◆ Source
+-------+
Saggezza moves to dismiss the complaint for Arkeyo’s failure to join Metro as
a necessary party to this lawsuit. R. 11, Memo. Dismiss at 5. Saggezza contends that
the majority of the allegations in the complaint involve the alleged misconduct of
Metro and Cummins. As an initial matter, Saggezza points out that Arkeyo had a
contractual relationship with Metro, not Saggezza. Id. (citing Compl. ¶ 12). Next,
Saggezza notes that Metro provided a copy of Arkeyo’s Software to Saggezza. Id.
(citing Compl. ¶ 33). It was Metro personnel, according to Arkeyo, along with
Saggezza and Cummins personnel, that met to discuss the duplication of the Metro
Software to enable Metro to replace Arkeyo with Saggezza as Metro’s software
vendor. Compl. ¶ 32. Arkeyo’s allegations of damages, notes Saggezza, revolve around
Metro’s alleged use of Arkeyo’s software. Memo. Dismiss at 5. Therefore, concludes
Saggezza, Metro is a necessary party and Arkeyo’s failure to join Metro is prejudicial
to Saggezza. Id; see also Reply at 5 (citing Cognis Corp. v. Chemcentral Corp., 430 F.
+-------+
◆ Data provided
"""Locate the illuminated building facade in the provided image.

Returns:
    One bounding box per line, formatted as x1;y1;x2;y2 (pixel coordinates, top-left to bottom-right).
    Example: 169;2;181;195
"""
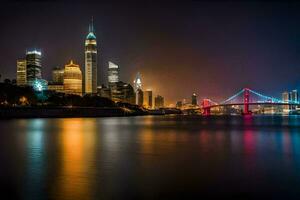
26;50;42;86
154;95;164;109
135;89;144;106
192;93;198;106
282;92;290;111
48;82;64;93
17;59;27;86
32;79;48;92
133;72;142;91
143;90;153;109
176;101;182;109
52;67;64;84
290;90;299;110
108;62;119;85
110;81;135;104
97;85;111;99
85;22;97;94
64;60;82;95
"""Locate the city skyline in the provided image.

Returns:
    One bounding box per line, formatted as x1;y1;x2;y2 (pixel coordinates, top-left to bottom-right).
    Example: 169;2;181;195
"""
0;2;300;104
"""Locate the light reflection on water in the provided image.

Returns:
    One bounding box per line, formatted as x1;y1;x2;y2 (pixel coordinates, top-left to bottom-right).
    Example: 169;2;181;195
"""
0;116;300;199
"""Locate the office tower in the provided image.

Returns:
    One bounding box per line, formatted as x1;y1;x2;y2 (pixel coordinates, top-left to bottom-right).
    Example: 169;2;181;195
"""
85;21;97;94
133;72;142;91
154;95;164;109
97;85;111;99
290;90;299;110
26;50;42;86
32;79;48;92
282;91;290;111
135;89;144;106
17;59;27;86
110;81;135;104
192;93;198;106
64;60;82;95
52;67;64;84
143;90;152;109
176;101;182;109
108;62;119;85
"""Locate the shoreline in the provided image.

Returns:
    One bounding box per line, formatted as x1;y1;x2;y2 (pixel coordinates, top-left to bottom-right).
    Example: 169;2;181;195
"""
0;107;149;119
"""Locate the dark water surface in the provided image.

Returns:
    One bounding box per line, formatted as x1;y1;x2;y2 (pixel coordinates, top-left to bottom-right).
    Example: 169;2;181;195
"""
0;116;300;199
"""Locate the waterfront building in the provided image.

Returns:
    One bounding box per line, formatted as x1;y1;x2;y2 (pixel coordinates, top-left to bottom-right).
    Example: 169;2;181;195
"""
154;95;164;109
26;50;42;86
48;82;64;93
17;59;27;86
282;91;290;112
32;79;48;92
63;60;82;95
176;101;182;109
290;90;299;110
107;61;119;85
143;90;153;109
135;89;144;106
52;67;65;84
97;85;111;99
133;72;142;91
192;93;198;106
84;19;97;94
110;81;135;104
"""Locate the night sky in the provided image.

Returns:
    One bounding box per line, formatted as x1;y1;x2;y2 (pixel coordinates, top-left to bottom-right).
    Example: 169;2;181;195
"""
0;1;300;103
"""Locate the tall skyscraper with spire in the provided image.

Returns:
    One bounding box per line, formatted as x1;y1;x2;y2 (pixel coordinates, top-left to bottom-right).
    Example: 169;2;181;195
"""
84;19;97;94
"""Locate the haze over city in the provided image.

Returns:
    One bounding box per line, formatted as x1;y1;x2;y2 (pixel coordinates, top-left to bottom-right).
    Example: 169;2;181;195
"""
0;1;300;103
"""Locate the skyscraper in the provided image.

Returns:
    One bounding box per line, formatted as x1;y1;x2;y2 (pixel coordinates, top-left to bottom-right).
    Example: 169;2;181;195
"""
143;90;152;109
135;89;144;106
26;50;42;85
154;95;164;109
133;72;142;91
64;60;82;95
85;21;97;94
282;92;290;111
192;93;198;106
52;67;64;84
17;59;27;86
290;90;299;110
108;62;119;86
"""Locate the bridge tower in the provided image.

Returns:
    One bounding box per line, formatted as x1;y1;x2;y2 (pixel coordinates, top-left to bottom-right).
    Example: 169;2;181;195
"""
244;88;250;115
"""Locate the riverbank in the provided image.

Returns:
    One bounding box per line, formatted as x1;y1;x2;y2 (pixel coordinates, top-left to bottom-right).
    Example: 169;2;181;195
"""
0;107;148;119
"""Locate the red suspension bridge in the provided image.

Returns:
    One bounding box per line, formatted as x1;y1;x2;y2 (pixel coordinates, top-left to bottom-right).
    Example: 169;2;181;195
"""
201;88;300;115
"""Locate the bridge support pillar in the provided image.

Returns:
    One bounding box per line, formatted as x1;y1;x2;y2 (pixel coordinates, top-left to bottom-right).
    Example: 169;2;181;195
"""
244;88;251;115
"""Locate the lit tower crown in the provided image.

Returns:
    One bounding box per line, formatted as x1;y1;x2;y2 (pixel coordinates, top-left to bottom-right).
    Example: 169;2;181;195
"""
133;72;142;91
85;19;97;94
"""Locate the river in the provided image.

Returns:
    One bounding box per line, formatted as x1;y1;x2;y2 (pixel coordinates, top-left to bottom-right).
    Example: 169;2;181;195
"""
0;115;300;199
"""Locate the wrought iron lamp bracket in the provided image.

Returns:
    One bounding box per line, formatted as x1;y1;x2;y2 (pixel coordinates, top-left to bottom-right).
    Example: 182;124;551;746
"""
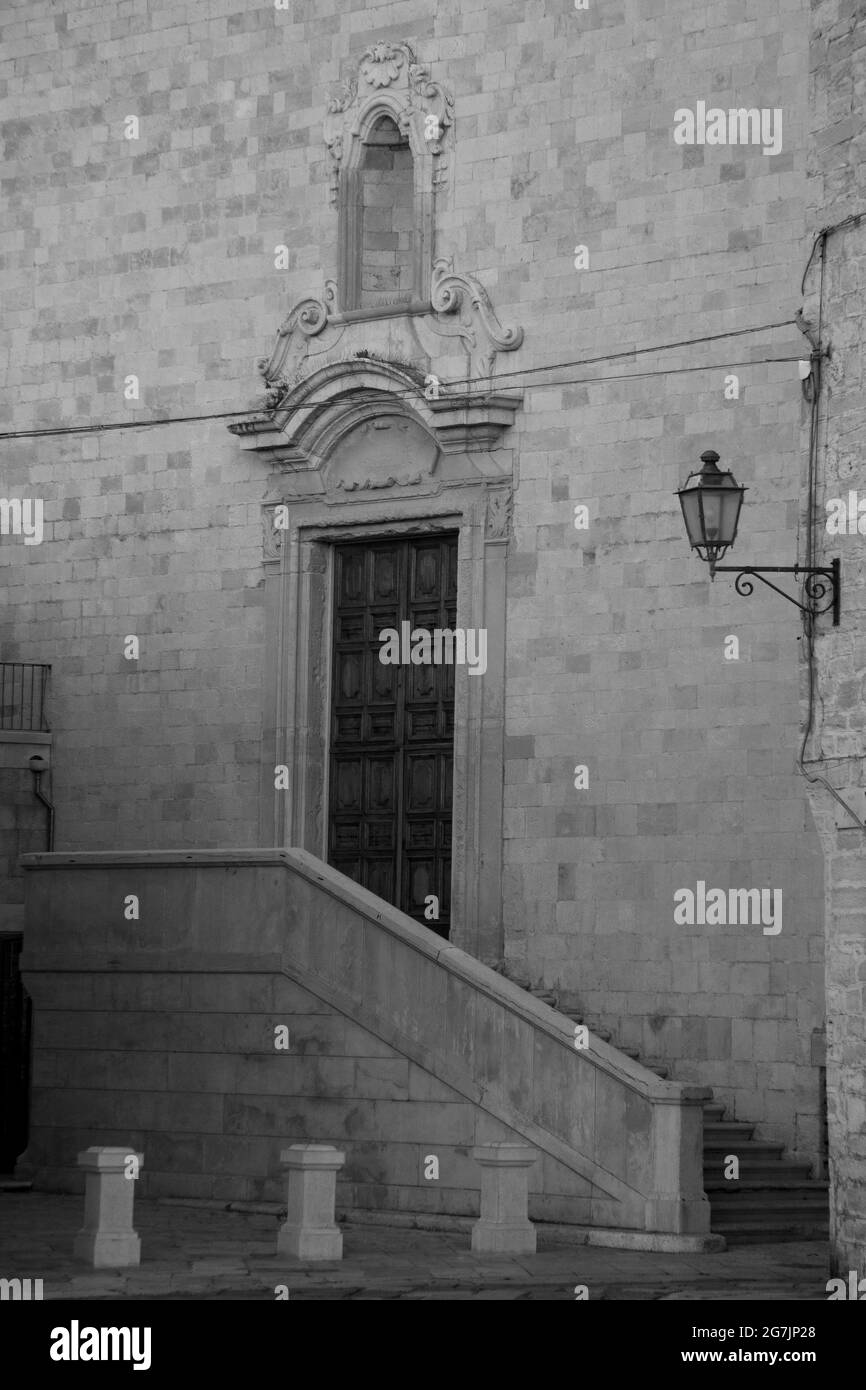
+-------+
◆ Work to do
Extract, word for word, the portion of the text about Saggezza's motion to dismiss from "(citing Compl. ¶ 33)." to "Corp., 430 F.".

◆ Reply to the task
(citing Compl. ¶ 33). It was Metro personnel, according to Arkeyo, along with
Saggezza and Cummins personnel, that met to discuss the duplication of the Metro
Software to enable Metro to replace Arkeyo with Saggezza as Metro’s software
vendor. Compl. ¶ 32. Arkeyo’s allegations of damages, notes Saggezza, revolve around
Metro’s alleged use of Arkeyo’s software. Memo. Dismiss at 5. Therefore, concludes
Saggezza, Metro is a necessary party and Arkeyo’s failure to join Metro is prejudicial
to Saggezza. Id; see also Reply at 5 (citing Cognis Corp. v. Chemcentral Corp., 430 F.